• **Provided text**:
Word_delimiter and catenate_all doesnt work?


(Emil) #1

I have my mapping as below

{
"state": "open",
"settings": {
"index": {
"creation_date": "1457004137507",
"analysis": {
"filter": {
"my_word_delimiter": {
"catenate_all": "true",
"split_on_numerics": "true",
"split_on_case_change": "true",
"type": "word_delimiter",
"preserve_original": "true"
}
},
"analyzer": {
"my_analyzer": {
"filter": [
"standard"
,
"lowercase"
,
"my_word_delimiter"
],
"type": "custom",
"tokenizer": "whitespace"
}
}
},
"number_of_shards": "5",
"number_of_replicas": "1",
"uuid": "zAT_MukSSTyIVKXQz-7YKw",
"version": {
"created": "2020099"
}
}
},
"mappings": {
"Product": {
"properties": {
"ProductCode": {
"index": "not_analyzed",
"type": "string"
},
"id": {
"index": "no",
"store": true,
"type": "integer"
},
"Name": {
"store": true,
"type": "string"
},
"ShortDescription": {
"type": "string"
}
}
}

I have product with name "Brother TN-2000 Toner Black" and when I use following query with "tn 2000" or "tn-2000", I am getting it in the search result. but when I use "tn2000", it will not return me anything. I though that word_delimiter and catenate_all should give me expected inverted index. what am I doing wrong? can you please help me?

• **Short exercise A**: In the forum thread, which tokenizer is set for the analyzer named "my_analyzer"?
• **Short exercise B**: Reproduce, character for character, the part of the forum thread that opens with the words containing "I have product" and closes with "please help me?".
Rely solely on the forum thread when working through the items.

• **Records provided**:
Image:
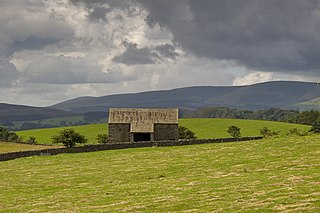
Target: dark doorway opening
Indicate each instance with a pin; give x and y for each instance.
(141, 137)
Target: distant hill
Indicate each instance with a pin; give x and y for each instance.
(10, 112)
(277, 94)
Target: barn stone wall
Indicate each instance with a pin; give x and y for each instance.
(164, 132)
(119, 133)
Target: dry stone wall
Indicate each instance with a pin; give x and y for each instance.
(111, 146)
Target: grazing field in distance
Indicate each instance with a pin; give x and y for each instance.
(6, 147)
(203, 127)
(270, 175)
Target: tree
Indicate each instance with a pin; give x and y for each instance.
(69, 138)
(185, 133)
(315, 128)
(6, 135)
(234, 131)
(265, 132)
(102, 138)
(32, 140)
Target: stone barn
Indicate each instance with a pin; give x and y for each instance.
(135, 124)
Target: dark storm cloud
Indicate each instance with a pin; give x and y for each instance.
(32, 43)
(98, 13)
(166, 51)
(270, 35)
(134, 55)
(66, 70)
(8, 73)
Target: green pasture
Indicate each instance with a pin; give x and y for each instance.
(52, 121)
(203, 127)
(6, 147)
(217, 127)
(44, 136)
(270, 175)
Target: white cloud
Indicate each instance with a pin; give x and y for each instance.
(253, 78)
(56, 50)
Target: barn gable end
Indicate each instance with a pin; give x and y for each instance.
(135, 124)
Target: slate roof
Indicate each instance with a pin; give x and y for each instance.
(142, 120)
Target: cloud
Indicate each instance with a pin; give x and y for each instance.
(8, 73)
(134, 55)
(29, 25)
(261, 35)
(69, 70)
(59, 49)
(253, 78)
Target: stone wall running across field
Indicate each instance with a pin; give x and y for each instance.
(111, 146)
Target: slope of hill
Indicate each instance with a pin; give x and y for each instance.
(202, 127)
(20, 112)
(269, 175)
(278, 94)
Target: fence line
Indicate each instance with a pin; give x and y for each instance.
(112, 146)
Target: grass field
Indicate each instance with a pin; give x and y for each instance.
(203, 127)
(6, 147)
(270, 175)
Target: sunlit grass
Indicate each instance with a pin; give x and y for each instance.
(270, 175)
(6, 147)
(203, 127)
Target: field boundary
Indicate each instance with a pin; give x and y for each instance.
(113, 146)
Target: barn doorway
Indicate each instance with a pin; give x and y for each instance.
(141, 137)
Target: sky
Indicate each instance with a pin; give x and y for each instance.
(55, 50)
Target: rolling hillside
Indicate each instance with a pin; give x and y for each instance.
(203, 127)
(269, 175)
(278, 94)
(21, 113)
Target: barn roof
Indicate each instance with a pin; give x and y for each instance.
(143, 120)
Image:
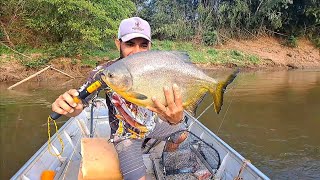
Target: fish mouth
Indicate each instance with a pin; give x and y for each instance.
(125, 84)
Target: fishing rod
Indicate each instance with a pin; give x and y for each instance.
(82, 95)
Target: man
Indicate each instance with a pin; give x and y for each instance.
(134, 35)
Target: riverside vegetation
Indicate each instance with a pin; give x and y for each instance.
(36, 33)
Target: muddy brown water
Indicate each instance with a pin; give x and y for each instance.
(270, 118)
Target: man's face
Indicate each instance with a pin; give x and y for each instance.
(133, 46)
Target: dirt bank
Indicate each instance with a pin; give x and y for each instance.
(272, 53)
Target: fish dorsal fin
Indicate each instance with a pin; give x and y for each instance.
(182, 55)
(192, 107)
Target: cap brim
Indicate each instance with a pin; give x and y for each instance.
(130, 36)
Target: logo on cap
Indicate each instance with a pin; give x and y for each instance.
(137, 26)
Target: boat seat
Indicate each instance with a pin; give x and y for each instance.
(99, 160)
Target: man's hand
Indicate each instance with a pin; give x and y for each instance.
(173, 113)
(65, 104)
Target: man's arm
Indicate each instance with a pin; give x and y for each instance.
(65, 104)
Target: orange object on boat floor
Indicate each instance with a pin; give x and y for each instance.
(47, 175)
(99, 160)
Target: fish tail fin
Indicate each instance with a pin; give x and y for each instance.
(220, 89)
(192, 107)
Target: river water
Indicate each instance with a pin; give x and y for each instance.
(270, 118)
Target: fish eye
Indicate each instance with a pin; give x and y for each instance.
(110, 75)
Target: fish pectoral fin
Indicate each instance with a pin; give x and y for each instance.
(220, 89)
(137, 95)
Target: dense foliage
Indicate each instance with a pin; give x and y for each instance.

• **Complete output A**: The whitespace tokenizer.

• **Complete output B**:
I have product with name "Brother TN-2000 Toner Black" and when I use following query with "tn 2000" or "tn-2000", I am getting it in the search result. but when I use "tn2000", it will not return me anything. I though that word_delimiter and catenate_all should give me expected inverted index. what am I doing wrong? can you please help me?